» Document section:

"""

Flye selects a middle point from each segment in EndpointSegments and glues the two middle points for every pair of equivalent segments. Finally, it glues together parallel edges (edges that start and end at the same vertices) if the genome segments corresponding to these edges are aligned in Alignments, i.e., if there exists an alignment with its x- and y-spans overlapping both these segments.
From the repeat graph of a genome to the assembly graph of contigs
ABruijn constructs a set of contigs Contigs by implicitly “extending” paths in an (unknown) assembly graph. When the path extension process reaches a branching vertex, ABruijn decides whether to continue or to stop the path extension (as described in Lin et al., 2016) in order to avoid assembly errors. Since ABruijn does not know the exact locations of branching vertices, it extends the path beyond the branching vertex by at least a predefined threshold of minOverlap nucleotides even in the case that it decides to stop the path extension process. As a result, various contigs constructed by ABruijn overlap. Flye uses these overlaps for assembly graph construction and concatenates all contigs in Contigs (separated by delimiters) in an arbitrary order into a single sequence Contigs*. It further constructs the assembly graph as the repeat graph Graph(Contigs*, Alignments, d) of the concatenate. Pevzner et al., 2004 demonstrated that the assembly graph of reads approximates the repeat graph of the genome. Thus, the assembly graph constructed from accurate contigs (which can be viewed as virtual reads) also approximates the repeat graph of the genome. Below we discuss the construction of assembly graphs from inaccurate contigs.
Constructing an accurate assembly graph from misassembled contigs
In contrast to all existing SMS assemblers that invest significant effort into making sure that generated contigs are correctly assembled (that they represent subpaths of the genomic tour in the assembly graph), Flye does not attempt to construct accurate contigs (Flye contigs instead represent arbitrary paths in the assembly graph). However, it constructs an accurate assembly graph from inaccurate contigs.
Flye randomly walks in the (unknown) assembly graph to generate random paths from this graph. Each non-chimeric read from Reads defines a subpath of a genomic tour in an (unknown) assembly graph. Flye extends this path by switching from the current read to any other overlapping read rather than a carefully chosen overlapping read like in Lin et al., 2016. Thus, the contig extension is greatly speed-up since it merely selects a read that shares a sufficiently long common jump-subpath with the current read (Lin et al., 2016) and avoids a time-consuming test to check if this selection is correct.
Since the resulting FlyeWalk algorithm (Figure 3) does not invoke the contig correctness check, it constructs paths (sequence of overlapping reads) that do not necessarily follow the genome tour through the assembly graph. Although it may appear counter-intuitive that inaccurate contigs constructed by FlyeWalk result in an accurate assembly graph, note that inaccurate contigs in the de Bruijn graph (a special case of the assembly graph) certainly result in an accurate assembly graph. Indeed, an assembly graph constructed from arbitrary paths in a de Bruijn graph is the same as the original de Bruijn graph (as long as these paths include all k-mers from the assembly graph). See Appendix “Flye constructs an accurate assembly graph from inaccurate FlyeWalk contigs.”
Figure 4, left, presents a rather complex assembly graph of the SMS reads from an E. coli strain NCTC9964 (EC9964 dataset described in the Appendix “Information about the BACTERIA datasets”). Flye further untangles this graph into a graph with just six edges (Figure 4, middle) as described below.

"""

» Problem description: Please extract everything in the Flye assembly text from "Constructing an accurate" down to "graph from inaccurate contigs.".

» Data to examine:
"""

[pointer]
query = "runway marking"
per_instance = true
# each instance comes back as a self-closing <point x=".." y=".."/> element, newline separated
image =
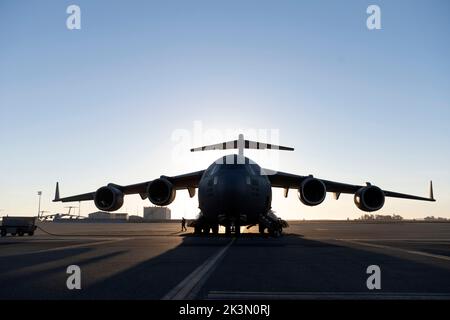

"""

» Solved exercise:
Constructing an accurate assembly graph from misassembled contigs
In contrast to all existing SMS assemblers that invest significant effort into making sure that generated contigs are correctly assembled (that they represent subpaths of the genomic tour in the assembly graph), Flye does not attempt to construct accurate contigs (Flye contigs instead represent arbitrary paths in the assembly graph). However, it constructs an accurate assembly graph from inaccurate contigs.